Fragmento del documento
+++

Si a un actor se le supone el don de la transformación y la expresión, el suyo está desde hace tiempo fuera de toda duda. La primera vez que se puso delante de una cámara tenía cinco años y fue para rodar una escena de la serie El pícaro, junto a Fernando Fernán-Gómez. Bardem tenía que reír, pero se asustó y se puso a llorar. Fernán-Gómez intuyó el destino del pequeño y vociferó al equipo: “Dejadle, es un actor dramático”.

Javier Bardem, concede una entrevista a 'El Pais', recogida por 'Rioja2' y donde el famoso actor nos cuenta diversos aspectos de su dilatada vida profesional ante su último estreno, Biutiful -la película del mexicano Alejandro González Iñárritu que le valió el premio al mejor actor (ex aequo con el italiano Elio Germano) en el último Festival de Cannes- confirma una vez más ese potencial dramático; el galardón del certamen francés solo viene a engrosar una larga lista de premios y reconocimientos, entre los que están un Oscar de Hollywood y una candidatura, un Globo de Oro, cuatro Goyas, dos Conchas de Plata, dos Copas Volpi y una ráfaga de elogios que le llegan desde el Olimpo de su oficio, donde los dioses de la escuela interpretativa que él tanto ha venerado (de Robert De Niro y Al Pacino a Sean Penn y Daniel Day-Lewis) reconocen en el español a uno de los suyos.

“En efecto, es una fuerza de la naturaleza. Directamente”, asegura Mariano Barroso, que le dirigió en Éxtasis y Los lobos de Washington (1995 y 1999, respectivamente) y con el que realizó (junto a Luis Tosar y Eduard Fernández) el documental El oficio del actor. “Trabaja siempre al límite. No entiende la vida sin superarse, es su filosofía: tiene que dar siempre lo mejor de sí mismo. Si fuera tenista sería Nadal, y si fuera entrenador de fútbol, Guardiola. Su nivel de autoexigencia es tremendo, y por eso se echa siempre a las espaldas el peso de las películas.

+++

Material proporcionado
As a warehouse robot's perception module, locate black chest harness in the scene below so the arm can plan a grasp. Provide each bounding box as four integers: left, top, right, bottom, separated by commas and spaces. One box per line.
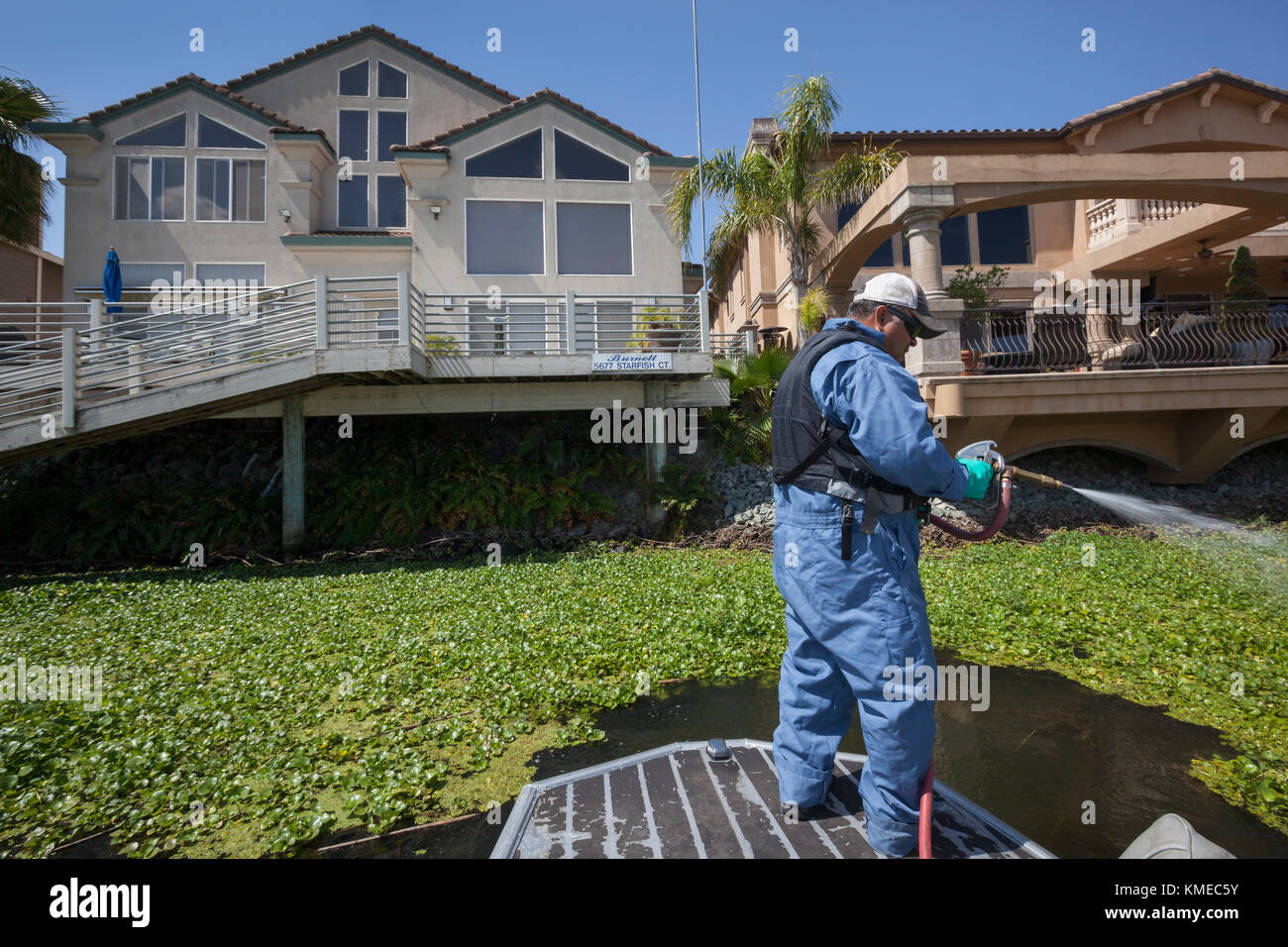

+++

Tarea 1
Responda, según el texto sobre Javier Bardem:
(a) ¿Qué edad tenía Bardem la primera vez que se puso delante de una cámara?
(b) ¿Por qué película obtuvo el premio al mejor actor en el Festival de Cannes?
(c) Según Mariano Barroso, ¿qué tenista sería Bardem si fuera tenista?
Tarea 2
Edite el texto sobre Javier Bardem: reproduzca todo lo que va desde "Javier Bardem, concede" hasta "de los suyos.", sustituyendo "una ráfaga de elogios" por "una lluvia de elogios".
Tarea 3
Retome el texto sobre Javier Bardem y prosiga su redacción a partir de la última oración.

Respuesta 1
(a) Cinco años.
(b) Por Biutiful.
(c) Nadal.

Respuesta 2
Javier Bardem, concede una entrevista a 'El Pais', recogida por 'Rioja2' y donde el famoso actor nos cuenta diversos aspectos de su dilatada vida profesional ante su último estreno, Biutiful -la película del mexicano Alejandro González Iñárritu que le valió el premio al mejor actor (ex aequo con el italiano Elio Germano) en el último Festival de Cannes- confirma una vez más ese potencial dramático; el galardón del certamen francés solo viene a engrosar una larga lista de premios y reconocimientos, entre los que están un Oscar de Hollywood y una candidatura, un Globo de Oro, cuatro Goyas, dos Conchas de Plata, dos Copas Volpi y una lluvia de elogios que le llegan desde el Olimpo de su oficio, donde los dioses de la escuela interpretativa que él tanto ha venerado (de Robert De Niro y Al Pacino a Sean Penn y Daniel Day-Lewis) reconocen en el español a uno de los suyos.

Respuesta 3
Eso a veces puede tener un alto precio, demasiado sufrimiento y tormento“. Una necesidad de superación que la escritora Berta Marsé -auxiliar de dirección de Jamón jamón y Huevos de oro, las dos películas de Bigas Luna que descubrieron hace ya casi dos décadas al actor- recuerda perfectamente. ”Aunque nadie sospechaba entonces hasta dónde iba a llegar, todo el equipo supo ver que sería lejos.

Tenía mucho atractivo. Daba un poco de susto, con esa voz, pero gustaba mucho a las chicas, era impulsivo y muy afectuoso. Era el típico chaval listo de barrio. Sano de verdad. Ya entonces era un perfeccionista, y eso le hacía estar siempre insatisfecho, sufría mucho, no soportaba verse. A veces llegaba al rodaje y Bigas le miraba aterrado porque sabía que le esperaba una batería interminable de preguntas sobre el personaje. ¡Era muy plasta!“.

“¡De ese lado todos podemos contar muchas cosas!”, se burla Fernando León de Aranoa, que le dirigió en 2002 en Los lunes al sol y que desde entonces se convirtió en uno de sus mejores amigos. “Cuando estábamos preparando el personaje de Santa se presentó un día en mi casa para hacerme, según me anunció, un par de preguntas. Todavía recuerdo la cara que se me quedó cuando sacó una grabadora y cinco cintas y las puso encima de la mesa. Ay Dios, pensé, ¿qué quiere este?”.

Bardem ha cumplido ya 41 años y, sí, sigue dando un poco de susto, demasiado meticuloso y tozudo. “Bueno”, matiza el director, “es que no se conforma con lo que hace, sus trabajos son muy sofisticados”. El director asegura que le cuesta imaginarse a Bardem de malas. “Es una persona delicada, tanto a las buenas como a las malas”. Ahora produce y narra una película documental sobre el conflicto del Sáhara Occidental y va a ser padre por primera vez con su compañera sentimental de los últimos años, Penélope Cruz. Son la cara visible y la invisible de un actor poco dado a confesiones íntimas, que asegura que su ego no ha sucumbido ni a la fama ni a las flores, y que sigue pisando tierra, un mérito que tampoco ve como propio.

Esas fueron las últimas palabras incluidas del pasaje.